Task statement:
Reproduce verbatim the lines of the items below, starting with the line that contains "Annotate the topiary" and running through the last line of the items, both ends included.
<<<<
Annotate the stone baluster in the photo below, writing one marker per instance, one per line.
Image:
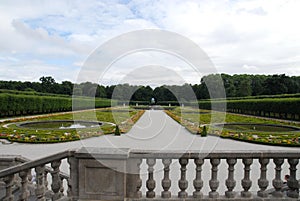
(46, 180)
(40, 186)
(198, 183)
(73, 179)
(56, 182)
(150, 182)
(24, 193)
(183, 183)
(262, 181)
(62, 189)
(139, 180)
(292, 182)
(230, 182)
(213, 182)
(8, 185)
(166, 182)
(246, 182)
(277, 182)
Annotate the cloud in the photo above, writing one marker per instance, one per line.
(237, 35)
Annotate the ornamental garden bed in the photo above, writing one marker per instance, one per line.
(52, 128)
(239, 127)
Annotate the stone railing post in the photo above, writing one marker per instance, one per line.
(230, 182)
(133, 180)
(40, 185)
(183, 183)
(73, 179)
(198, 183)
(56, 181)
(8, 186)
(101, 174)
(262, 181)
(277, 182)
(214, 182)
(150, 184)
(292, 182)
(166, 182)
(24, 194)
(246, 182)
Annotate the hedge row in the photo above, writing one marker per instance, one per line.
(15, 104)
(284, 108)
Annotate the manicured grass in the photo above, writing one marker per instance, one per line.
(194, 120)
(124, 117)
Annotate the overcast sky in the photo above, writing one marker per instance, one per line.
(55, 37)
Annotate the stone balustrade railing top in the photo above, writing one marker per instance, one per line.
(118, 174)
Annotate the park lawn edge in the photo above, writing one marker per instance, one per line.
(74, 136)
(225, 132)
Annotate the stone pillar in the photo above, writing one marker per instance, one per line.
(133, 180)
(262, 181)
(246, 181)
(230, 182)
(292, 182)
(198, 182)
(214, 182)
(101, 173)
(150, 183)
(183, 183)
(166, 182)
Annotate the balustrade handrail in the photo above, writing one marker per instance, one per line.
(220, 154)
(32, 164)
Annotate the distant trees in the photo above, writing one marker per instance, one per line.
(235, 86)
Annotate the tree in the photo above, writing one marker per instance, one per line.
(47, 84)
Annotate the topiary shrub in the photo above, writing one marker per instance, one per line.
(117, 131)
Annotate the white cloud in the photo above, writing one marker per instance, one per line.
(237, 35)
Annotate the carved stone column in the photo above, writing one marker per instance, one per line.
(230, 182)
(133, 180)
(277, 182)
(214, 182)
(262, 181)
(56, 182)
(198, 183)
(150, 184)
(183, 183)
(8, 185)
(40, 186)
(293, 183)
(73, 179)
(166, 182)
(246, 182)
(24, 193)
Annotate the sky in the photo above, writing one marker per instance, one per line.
>>>>
Answer for this exercise:
Annotate the topiary shrub in the photo above, writing one marker per instance, one per line.
(117, 131)
Annotate the white cloud in the photo above, writing one marker per instance, one per line.
(237, 35)
Annotate the carved stone column in the photo above, writing one marker per instance, one per line.
(230, 182)
(133, 180)
(277, 182)
(214, 182)
(262, 181)
(56, 182)
(198, 183)
(150, 184)
(183, 183)
(8, 185)
(40, 186)
(293, 183)
(73, 179)
(166, 182)
(246, 182)
(24, 193)
Annotate the sky in the photo above, writing one marker per instance, one per line.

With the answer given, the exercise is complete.